WRITTEN PROBLEM:
Retype every one of the rows below without changing a single character, keeping each line as it stands.

— START ENTRIES —

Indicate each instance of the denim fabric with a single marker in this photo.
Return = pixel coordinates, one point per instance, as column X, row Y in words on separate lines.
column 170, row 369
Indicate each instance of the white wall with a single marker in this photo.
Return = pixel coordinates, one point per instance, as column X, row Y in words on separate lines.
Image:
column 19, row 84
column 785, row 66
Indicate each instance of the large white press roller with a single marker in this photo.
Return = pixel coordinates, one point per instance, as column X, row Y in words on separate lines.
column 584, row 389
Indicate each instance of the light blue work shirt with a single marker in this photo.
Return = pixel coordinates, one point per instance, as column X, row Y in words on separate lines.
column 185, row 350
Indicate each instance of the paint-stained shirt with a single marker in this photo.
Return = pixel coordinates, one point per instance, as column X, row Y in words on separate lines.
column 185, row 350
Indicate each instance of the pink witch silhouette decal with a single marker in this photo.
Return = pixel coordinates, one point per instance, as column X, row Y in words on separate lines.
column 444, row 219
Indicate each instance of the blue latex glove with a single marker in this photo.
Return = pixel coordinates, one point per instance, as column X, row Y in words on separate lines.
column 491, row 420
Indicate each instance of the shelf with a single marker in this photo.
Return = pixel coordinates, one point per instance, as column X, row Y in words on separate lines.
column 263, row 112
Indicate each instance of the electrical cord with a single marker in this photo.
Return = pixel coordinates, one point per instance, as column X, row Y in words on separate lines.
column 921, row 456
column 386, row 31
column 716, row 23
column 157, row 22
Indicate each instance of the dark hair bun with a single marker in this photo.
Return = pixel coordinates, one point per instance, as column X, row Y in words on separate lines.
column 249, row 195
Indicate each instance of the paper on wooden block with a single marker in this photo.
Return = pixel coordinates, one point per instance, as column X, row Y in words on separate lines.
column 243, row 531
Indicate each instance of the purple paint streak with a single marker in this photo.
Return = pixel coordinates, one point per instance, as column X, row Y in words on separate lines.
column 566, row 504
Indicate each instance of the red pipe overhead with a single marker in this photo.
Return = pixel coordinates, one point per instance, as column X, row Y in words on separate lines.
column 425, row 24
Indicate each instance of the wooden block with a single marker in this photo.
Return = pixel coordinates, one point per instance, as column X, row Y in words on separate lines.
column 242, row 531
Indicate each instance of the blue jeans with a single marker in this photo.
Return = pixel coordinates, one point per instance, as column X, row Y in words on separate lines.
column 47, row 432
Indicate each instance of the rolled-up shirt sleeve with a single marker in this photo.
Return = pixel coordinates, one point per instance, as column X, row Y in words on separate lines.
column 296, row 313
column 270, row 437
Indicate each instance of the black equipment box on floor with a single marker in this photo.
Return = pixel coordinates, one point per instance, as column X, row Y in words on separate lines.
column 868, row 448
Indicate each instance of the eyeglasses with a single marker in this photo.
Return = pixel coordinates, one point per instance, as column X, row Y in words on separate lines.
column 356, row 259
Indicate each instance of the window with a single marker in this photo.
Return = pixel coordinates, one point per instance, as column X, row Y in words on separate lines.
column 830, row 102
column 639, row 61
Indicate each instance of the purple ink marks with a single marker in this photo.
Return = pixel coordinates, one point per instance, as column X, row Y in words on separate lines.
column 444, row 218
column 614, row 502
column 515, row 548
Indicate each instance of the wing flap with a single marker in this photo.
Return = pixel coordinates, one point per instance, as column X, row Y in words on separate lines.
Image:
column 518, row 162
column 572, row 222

— END ENTRIES —

TASK RESULT:
Indicate each instance of the denim fabric with a single marker in this photo.
Return = pixel coordinates, one point per instance, as column X, row Y in words on separate lines.
column 170, row 369
Indicate each instance of the white wall with a single marker in this photo.
Return = pixel coordinates, one point per instance, as column X, row Y in words on separate lines.
Image:
column 19, row 84
column 785, row 66
Indicate each instance of the large white press roller with a single marker in this photo.
Return = pixel coordinates, one point per instance, as column X, row Y in words on separate lines.
column 584, row 389
Indicate each instance of the light blue work shirt with a single marker in this photo.
Return = pixel coordinates, one point per instance, as column X, row Y in words on separate lines.
column 185, row 350
Indicate each instance of the paint-stained shirt with a single marker in this photo.
Return = pixel coordinates, one point per instance, as column X, row Y in words on separate lines.
column 185, row 350
Indicate each instance of the pink witch silhouette decal with a single marker in this photo.
Return = pixel coordinates, one point per instance, as column X, row Y in words on separate lines.
column 444, row 219
Indicate each instance of the blue latex glove with a single marker in this photo.
Return = pixel coordinates, one point per instance, as column X, row Y in words on separate lines.
column 491, row 420
Indicate each instance of the shelf with a single marker in this photo.
Return = pixel coordinates, one point per instance, as column X, row Y in words on separate lines.
column 263, row 112
Indicate each instance of the electrical cord with a single marker in this photo.
Return = pixel coordinates, one point per instance, as column X, row Y in words on separate lines.
column 921, row 456
column 386, row 31
column 716, row 23
column 157, row 22
Indicate each instance of the dark hair bun with a single marker in this photo.
Return = pixel coordinates, one point per instance, as column X, row Y in words on separate lines.
column 249, row 195
Indicate each instance of the paper on wooden block with a single marker in this photo.
Return = pixel coordinates, one point per instance, as column X, row Y in words on separate lines.
column 243, row 531
Indicate each instance of the purple paint streak with a single marker in this photo.
Return = pixel coordinates, one point per instance, as column X, row Y in words on separate lines.
column 566, row 504
Indicate each instance of the red pipe overhead with a single marker in this photo.
Return = pixel coordinates, one point per instance, as column X, row Y in words on separate lines.
column 425, row 24
Indicate each instance of the wooden block with a single marker in this photo.
Return = pixel coordinates, one point per instance, as column X, row Y in words on separate lines.
column 242, row 531
Indicate each instance of the blue jeans with a single marker in this photo.
Return = pixel coordinates, one point per instance, as column X, row Y in words on separate lines.
column 47, row 432
Indicate each instance of the rolled-up shirt sleeve with a single marker in this photo.
Return = pixel coordinates, one point per instance, as column X, row Y in words on separate lines.
column 296, row 313
column 270, row 437
Indicate each instance of the black equipment box on floor with a single marker in this photo.
Return = pixel coordinates, one point per instance, as column X, row Y in words on separate lines.
column 868, row 448
Indicate each instance of the eyeglasses with a single marker in this photo.
Return = pixel coordinates, one point per instance, as column X, row Y in words on separate lines.
column 356, row 259
Indicate each instance of the window with a single marker in this photo.
Return = pixel coordinates, one point per instance, as column X, row Y in words on separate lines.
column 830, row 102
column 639, row 61
Indicate each instance of the purple ink marks with a single marker in this photo.
Return = pixel coordinates, one point per instance, as column X, row Y in words on separate lines.
column 444, row 218
column 614, row 502
column 515, row 548
Indicate each instance of the wing flap with a single marker in this photo.
Return = pixel coordinates, one point per instance, as column X, row Y in words on separate lines.
Image:
column 518, row 162
column 572, row 222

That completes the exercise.